# [WHAT TO PRODUCE]
Exact copies of all the lines below are wanted, without a single picture.

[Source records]

-----

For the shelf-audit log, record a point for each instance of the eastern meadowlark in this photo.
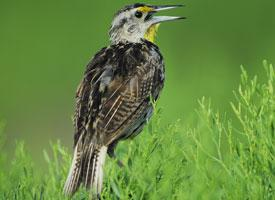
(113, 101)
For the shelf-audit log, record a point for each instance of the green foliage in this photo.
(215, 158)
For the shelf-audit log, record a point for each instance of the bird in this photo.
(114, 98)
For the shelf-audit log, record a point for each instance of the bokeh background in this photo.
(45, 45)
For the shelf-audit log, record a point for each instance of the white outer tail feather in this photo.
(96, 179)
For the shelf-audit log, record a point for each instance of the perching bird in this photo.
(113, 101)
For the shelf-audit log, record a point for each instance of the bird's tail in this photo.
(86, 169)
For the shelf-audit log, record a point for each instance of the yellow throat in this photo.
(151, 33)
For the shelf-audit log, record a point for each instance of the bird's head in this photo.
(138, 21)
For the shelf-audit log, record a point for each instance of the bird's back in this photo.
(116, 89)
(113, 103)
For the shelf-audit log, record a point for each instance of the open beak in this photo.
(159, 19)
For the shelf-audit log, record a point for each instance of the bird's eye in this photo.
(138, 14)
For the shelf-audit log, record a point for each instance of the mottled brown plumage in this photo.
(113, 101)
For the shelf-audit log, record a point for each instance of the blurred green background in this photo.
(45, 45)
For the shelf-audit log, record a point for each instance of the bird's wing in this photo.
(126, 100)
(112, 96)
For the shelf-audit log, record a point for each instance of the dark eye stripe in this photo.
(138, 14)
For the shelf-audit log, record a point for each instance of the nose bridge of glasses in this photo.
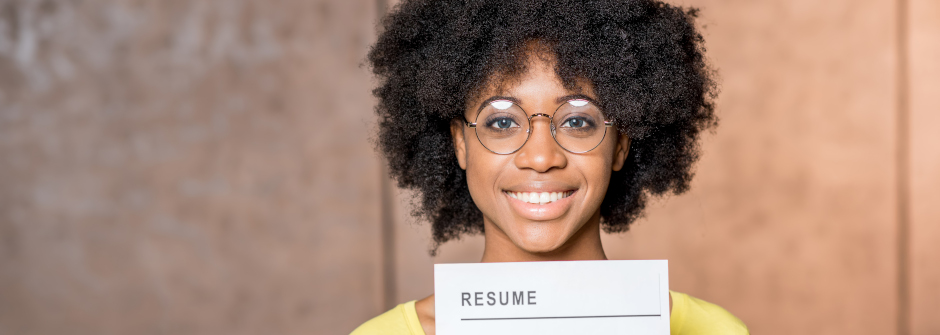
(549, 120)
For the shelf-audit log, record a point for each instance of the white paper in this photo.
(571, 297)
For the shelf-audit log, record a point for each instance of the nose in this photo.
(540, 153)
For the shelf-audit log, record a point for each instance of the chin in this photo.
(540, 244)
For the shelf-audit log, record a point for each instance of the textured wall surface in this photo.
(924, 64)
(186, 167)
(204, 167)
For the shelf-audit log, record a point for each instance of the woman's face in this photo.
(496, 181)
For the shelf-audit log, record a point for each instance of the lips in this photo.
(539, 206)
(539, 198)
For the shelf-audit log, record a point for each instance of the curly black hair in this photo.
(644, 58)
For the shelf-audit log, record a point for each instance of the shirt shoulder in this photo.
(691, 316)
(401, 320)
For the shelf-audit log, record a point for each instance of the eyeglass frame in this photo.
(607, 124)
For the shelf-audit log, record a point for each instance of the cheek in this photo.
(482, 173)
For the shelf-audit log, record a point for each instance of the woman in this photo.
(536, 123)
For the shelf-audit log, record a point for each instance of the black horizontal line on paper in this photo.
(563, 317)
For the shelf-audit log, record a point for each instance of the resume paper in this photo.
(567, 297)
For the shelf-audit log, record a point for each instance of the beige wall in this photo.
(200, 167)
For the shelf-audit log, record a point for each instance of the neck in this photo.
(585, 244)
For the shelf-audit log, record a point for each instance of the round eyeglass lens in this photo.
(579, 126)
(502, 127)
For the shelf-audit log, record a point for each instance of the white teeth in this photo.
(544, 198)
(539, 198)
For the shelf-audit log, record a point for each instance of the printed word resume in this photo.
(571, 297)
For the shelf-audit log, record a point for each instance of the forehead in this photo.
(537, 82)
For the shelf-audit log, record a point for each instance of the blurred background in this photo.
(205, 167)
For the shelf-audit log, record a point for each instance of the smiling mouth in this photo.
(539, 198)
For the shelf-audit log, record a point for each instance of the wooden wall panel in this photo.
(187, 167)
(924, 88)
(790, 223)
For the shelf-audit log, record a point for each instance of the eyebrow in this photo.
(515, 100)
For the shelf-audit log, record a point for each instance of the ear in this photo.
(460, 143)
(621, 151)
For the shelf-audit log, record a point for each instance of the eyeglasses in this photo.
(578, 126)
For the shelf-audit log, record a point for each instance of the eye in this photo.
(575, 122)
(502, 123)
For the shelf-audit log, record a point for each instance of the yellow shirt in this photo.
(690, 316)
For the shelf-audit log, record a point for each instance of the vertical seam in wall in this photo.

-----

# [COMPLETED EXERCISE]
For the shelf-audit log, record a point for each instance of the eastern meadowlark in this photo.
(113, 101)
For the shelf-audit log, record a point for each instance of the green foliage in this photo.
(215, 158)
For the shelf-audit log, record a point for each instance of the bird in this photo.
(114, 98)
For the shelf-audit log, record a point for each instance of the bokeh background in this photo.
(45, 45)
For the shelf-audit log, record a point for each instance of the white outer tail feather in this photo.
(96, 179)
For the shelf-audit log, record a point for each instance of the perching bird in this photo.
(113, 101)
For the shelf-audit log, record a point for each instance of the bird's tail in this photo.
(86, 169)
For the shelf-audit log, record a point for each instance of the yellow throat in this photo.
(151, 33)
For the shelf-audit log, record a point for each instance of the bird's head in this photo.
(138, 21)
For the shelf-audit log, record a point for each instance of the bird's back in this photo.
(116, 89)
(113, 103)
For the shelf-audit log, record a point for each instance of the open beak in this photo.
(159, 19)
For the shelf-audit log, record a point for each instance of the bird's eye in this photo.
(138, 14)
For the shelf-audit log, record a point for each instance of the mottled brown plumage in this photo.
(113, 101)
For the shelf-audit log, record a point for each instance of the blurred green background in this photo.
(45, 45)
For the shelf-audit log, record a point for each instance of the bird's wing in this photo.
(126, 100)
(112, 96)
For the shelf-audit log, record a point for each instance of the dark eye stripe in this photo.
(138, 14)
For the shelf-audit log, record a point for each instance of the nose bridge of glasses in this photo.
(549, 120)
For the shelf-audit log, record a point for each instance of the white paper in this photo.
(571, 297)
For the shelf-audit log, record a point for each instance of the nose in this photo.
(540, 153)
For the shelf-audit log, record a point for each instance of the chin in this photo.
(540, 244)
For the shelf-audit log, record a point for each instance of the textured wall surface in this photo.
(924, 64)
(186, 167)
(204, 167)
For the shelf-audit log, record a point for each instance of the woman's face in this photo.
(496, 181)
For the shelf-audit log, record a point for each instance of the lips in this photo.
(539, 206)
(539, 198)
For the shelf-audit log, record a point for each instance of the curly black hair in this photo.
(644, 58)
For the shelf-audit log, record a point for each instance of the shirt shoulder in this photo.
(691, 316)
(401, 320)
For the shelf-audit log, record a point for each instance of the eyeglass frame in this photo.
(607, 124)
For the shelf-audit log, record a point for each instance of the cheek in this photo.
(482, 173)
For the shelf-audit log, record a point for each instance of the woman in this photo.
(536, 123)
For the shelf-audit log, record a point for each instance of the black horizontal line on paper in this photo.
(563, 317)
For the shelf-audit log, record a point for each instance of the resume paper in this photo.
(567, 297)
For the shelf-audit log, record a point for each instance of the beige wall in this photo.
(200, 167)
For the shelf-audit log, record a point for each instance of the neck in this photo.
(585, 244)
For the shelf-audit log, record a point for each instance of the round eyeglass lens in this photo.
(579, 126)
(502, 127)
For the shelf-audit log, record a point for each instance of the white teeth in this photo.
(544, 198)
(539, 198)
For the shelf-audit log, record a point for each instance of the printed word resume in this photo.
(571, 297)
For the shelf-audit log, record a point for each instance of the forehead in this photo.
(537, 82)
For the shelf-audit log, record a point for each instance of the blurred background in this photo.
(205, 167)
For the shelf-audit log, record a point for each instance of the smiling mouth in this photo.
(539, 198)
For the shelf-audit log, record a point for each instance of the wooden wall panel in this photo.
(187, 167)
(924, 88)
(790, 223)
For the shelf-audit log, record a point for each instance of the eyebrow in this photo.
(515, 100)
For the shelf-audit log, record a point for each instance of the ear in this photo.
(460, 143)
(621, 151)
For the shelf-audit log, record a point for each instance of the eyeglasses in this photo.
(578, 126)
For the shelf-audit log, record a point for each instance of the eye in this photo.
(575, 122)
(502, 123)
For the shelf-audit log, record a point for each instance of the yellow shirt in this photo.
(690, 316)
For the shelf-audit log, record a point for each instance of the vertical seam in wall in this photo.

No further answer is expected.